* [WRITTEN PROBLEM A]
Answer these questions about the court order below:
(i) Which county's Supreme Court transferred the proceeding to the Appellate Division?
(ii) After what kind of hearing was the determination made?
(iii) The violation of which inmate rule is annulled?

* [DOCUMENT TEXT]
####################

SUPREME COURT OF THE STATE OF NEW YORK
Appellate Division, Fourth Judicial Department
770
TP 15-02181
PRESENT: CENTRA, J.P., PERADOTTO, LINDLEY, CURRAN, AND TROUTMAN, JJ.
IN THE MATTER OF STEVEN ANDERSON, PETITIONER,
V MEMORANDUM AND ORDER
NEW YORK STATE DEPARTMENT OF CORRECTIONS AND
COMMUNITY SUPERVISION, RESPONDENT.
STEVEN ANDERSON, PETITIONER PRO SE.
ERIC T. SCHNEIDERMAN, ATTORNEY GENERAL, ALBANY (KATHLEEN M. TREASURE
OF COUNSEL), FOR RESPONDENT.
Proceeding pursuant to CPLR article 78 (transferred to the
Appellate Division of the Supreme Court in the Fourth Judicial
Department by order of the Supreme Court, Oneida County [Patrick F.
MacRae, J.], entered June 22, 2015) to review a determination of
respondent. The determination found after a tier III hearing that
petitioner had violated various inmate rules.
It is hereby ORDERED that the determination so appealed from is
unanimously modified on the law and the petition is granted in part by
annulling that part of the determination that found that petitioner
violated inmate rule 101.10 (7 NYCRR 270.2 [B] [2] [i]) and as
modified the determination is confirmed without costs and respondent
is directed to expunge from petitioner’s institutional record all
references to the violation of that inmate rule.

####################

Dataset rows:
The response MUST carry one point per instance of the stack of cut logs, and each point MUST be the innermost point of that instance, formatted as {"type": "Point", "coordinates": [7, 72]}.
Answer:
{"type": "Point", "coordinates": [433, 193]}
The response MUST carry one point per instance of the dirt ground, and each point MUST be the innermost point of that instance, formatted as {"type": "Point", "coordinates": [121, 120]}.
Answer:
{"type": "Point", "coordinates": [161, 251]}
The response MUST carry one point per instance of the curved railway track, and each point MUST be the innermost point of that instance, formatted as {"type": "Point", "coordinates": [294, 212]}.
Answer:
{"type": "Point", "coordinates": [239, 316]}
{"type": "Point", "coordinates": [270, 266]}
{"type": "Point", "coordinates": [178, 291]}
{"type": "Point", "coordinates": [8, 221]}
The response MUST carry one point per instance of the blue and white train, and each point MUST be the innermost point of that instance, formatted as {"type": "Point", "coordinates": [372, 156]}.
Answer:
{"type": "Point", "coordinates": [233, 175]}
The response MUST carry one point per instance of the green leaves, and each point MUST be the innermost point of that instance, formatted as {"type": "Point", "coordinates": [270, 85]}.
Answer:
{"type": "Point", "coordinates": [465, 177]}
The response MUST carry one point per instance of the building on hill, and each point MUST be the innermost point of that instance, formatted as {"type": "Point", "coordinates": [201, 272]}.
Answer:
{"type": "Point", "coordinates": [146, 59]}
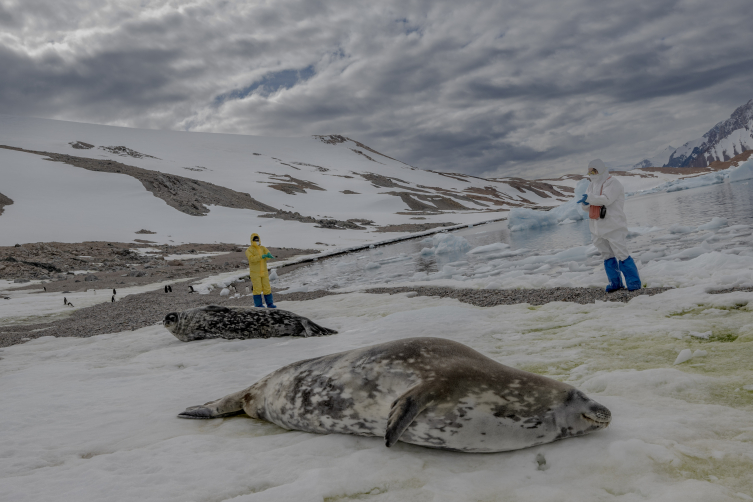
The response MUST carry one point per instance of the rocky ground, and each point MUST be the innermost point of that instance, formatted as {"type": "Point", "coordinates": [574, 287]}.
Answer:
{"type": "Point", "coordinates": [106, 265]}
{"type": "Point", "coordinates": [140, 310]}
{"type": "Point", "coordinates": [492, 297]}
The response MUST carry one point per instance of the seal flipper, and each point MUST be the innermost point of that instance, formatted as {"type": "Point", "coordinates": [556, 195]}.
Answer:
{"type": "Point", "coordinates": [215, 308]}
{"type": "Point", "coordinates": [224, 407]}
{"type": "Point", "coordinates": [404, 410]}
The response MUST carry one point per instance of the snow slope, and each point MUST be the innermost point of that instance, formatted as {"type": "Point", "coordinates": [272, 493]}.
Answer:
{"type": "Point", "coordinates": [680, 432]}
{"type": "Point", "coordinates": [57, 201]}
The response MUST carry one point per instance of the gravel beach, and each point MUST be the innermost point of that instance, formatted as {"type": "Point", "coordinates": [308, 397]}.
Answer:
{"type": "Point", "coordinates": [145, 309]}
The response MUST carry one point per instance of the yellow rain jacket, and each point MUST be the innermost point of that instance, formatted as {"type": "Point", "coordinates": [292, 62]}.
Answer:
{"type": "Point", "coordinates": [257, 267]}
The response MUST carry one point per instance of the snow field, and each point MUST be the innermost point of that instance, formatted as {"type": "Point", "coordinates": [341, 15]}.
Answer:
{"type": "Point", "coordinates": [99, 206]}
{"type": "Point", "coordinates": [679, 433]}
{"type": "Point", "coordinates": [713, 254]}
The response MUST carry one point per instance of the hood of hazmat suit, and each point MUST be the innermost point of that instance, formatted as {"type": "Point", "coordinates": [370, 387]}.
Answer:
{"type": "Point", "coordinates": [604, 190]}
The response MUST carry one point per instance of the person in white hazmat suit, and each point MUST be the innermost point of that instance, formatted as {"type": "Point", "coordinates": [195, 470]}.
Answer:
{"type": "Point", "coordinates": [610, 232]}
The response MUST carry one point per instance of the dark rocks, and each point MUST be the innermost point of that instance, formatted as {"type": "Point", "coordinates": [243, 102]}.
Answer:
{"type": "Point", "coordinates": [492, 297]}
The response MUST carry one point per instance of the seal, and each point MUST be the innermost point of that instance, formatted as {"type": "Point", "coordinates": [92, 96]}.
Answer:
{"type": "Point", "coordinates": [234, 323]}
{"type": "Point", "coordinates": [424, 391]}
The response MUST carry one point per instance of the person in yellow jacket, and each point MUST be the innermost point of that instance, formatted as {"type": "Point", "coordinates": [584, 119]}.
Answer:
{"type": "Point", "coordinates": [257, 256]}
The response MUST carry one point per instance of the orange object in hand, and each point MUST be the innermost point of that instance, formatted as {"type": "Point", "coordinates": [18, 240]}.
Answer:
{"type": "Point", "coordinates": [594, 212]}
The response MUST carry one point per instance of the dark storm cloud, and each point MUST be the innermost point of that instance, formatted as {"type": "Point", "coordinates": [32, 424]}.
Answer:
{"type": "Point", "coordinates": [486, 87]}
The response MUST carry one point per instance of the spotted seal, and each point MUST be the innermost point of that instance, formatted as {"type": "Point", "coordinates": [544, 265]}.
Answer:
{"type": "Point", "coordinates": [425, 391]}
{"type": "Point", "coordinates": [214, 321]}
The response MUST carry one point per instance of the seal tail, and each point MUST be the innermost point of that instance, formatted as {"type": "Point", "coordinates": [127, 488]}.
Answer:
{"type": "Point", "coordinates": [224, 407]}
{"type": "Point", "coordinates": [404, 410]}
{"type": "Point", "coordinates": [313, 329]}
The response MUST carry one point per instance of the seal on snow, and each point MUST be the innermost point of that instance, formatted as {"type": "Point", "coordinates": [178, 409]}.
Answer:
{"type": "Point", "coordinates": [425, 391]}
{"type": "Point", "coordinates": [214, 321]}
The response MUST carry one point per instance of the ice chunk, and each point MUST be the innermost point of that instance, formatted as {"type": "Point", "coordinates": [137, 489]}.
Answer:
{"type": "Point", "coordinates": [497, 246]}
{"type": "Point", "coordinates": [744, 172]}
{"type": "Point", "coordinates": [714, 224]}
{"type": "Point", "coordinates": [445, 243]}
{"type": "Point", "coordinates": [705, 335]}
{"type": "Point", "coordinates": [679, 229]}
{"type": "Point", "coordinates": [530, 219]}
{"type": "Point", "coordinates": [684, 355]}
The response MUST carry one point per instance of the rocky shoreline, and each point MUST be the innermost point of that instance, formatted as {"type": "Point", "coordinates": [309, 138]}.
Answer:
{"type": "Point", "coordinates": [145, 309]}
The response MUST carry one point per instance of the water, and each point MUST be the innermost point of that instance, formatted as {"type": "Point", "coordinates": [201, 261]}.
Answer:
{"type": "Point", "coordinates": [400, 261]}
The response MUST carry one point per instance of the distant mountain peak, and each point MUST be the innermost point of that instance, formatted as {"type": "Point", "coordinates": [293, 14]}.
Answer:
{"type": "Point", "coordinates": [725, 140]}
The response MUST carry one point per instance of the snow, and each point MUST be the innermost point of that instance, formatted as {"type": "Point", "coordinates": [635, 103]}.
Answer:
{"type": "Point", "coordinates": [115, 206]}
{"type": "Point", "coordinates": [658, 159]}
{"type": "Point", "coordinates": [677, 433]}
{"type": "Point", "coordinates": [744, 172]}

####################

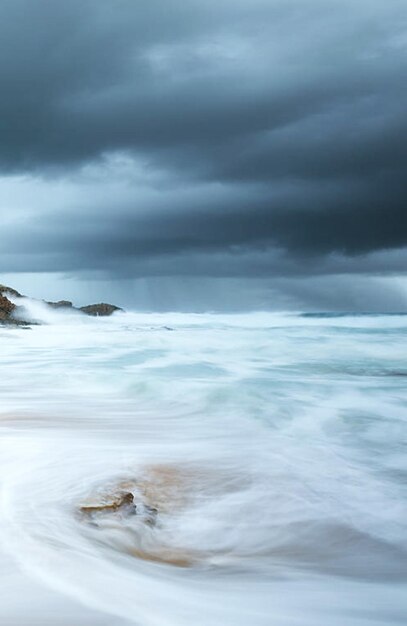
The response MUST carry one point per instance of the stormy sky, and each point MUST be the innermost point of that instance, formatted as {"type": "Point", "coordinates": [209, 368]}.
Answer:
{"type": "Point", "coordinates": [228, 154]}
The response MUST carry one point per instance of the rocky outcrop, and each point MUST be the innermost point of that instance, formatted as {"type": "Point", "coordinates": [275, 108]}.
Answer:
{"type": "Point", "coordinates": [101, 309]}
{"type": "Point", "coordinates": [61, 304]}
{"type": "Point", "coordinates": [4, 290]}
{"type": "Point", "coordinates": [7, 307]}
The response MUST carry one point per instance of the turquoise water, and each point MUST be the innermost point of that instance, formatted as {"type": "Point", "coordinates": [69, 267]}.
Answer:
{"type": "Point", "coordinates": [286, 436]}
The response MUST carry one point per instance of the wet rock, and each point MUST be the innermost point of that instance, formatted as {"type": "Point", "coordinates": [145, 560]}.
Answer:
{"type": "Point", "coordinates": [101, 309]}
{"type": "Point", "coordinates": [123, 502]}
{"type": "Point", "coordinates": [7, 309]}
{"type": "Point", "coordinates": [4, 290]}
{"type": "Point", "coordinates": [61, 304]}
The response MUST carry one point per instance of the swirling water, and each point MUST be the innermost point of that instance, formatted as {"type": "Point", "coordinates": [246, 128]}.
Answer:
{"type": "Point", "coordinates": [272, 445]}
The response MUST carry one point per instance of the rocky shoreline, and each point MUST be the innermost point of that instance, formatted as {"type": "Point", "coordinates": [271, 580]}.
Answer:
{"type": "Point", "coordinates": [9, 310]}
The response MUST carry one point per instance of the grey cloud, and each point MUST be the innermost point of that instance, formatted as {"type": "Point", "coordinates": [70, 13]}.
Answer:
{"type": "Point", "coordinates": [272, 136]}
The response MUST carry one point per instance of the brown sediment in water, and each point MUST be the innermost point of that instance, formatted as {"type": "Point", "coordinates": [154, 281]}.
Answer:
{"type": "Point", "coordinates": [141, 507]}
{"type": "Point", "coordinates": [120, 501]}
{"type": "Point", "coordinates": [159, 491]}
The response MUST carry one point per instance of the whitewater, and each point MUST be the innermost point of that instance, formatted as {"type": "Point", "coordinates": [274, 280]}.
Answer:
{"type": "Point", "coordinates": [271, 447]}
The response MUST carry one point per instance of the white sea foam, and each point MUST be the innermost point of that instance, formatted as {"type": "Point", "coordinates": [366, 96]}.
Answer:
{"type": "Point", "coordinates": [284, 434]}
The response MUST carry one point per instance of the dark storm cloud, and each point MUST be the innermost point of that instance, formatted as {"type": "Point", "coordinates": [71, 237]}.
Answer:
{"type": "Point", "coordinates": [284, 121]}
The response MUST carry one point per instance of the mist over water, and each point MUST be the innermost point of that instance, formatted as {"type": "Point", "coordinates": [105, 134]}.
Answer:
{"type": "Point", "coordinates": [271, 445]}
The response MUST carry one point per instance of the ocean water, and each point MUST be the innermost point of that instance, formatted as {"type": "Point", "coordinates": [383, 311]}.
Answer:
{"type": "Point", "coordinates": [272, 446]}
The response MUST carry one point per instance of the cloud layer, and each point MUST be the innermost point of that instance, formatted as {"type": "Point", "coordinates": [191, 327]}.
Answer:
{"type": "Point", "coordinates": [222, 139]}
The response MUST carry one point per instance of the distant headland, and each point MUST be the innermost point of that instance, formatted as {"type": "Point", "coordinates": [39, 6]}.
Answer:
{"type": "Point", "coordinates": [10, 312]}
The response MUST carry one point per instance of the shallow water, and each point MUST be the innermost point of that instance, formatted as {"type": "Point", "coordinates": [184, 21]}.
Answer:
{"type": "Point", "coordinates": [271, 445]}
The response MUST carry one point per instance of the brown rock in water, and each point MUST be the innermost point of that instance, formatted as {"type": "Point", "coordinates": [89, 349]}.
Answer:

####################

* [WRITTEN PROBLEM B]
List every line of the entries above that contains the word "yellow".

* [EXERCISE OUTPUT A]
(i) Oneida County
(ii) A tier III hearing
(iii) Inmate rule 101.10 (7 NYCRR 270.2 [B] [2] [i])

* [EXERCISE OUTPUT B]
The response MUST carry one point per instance of the yellow rain jacket, and each point MUST be the innermost point of that instance, formatted as {"type": "Point", "coordinates": [292, 62]}.
The response MUST carry one point per instance of the person in yellow jacket, and each point MUST be the innermost point of that instance, formatted as {"type": "Point", "coordinates": [584, 119]}.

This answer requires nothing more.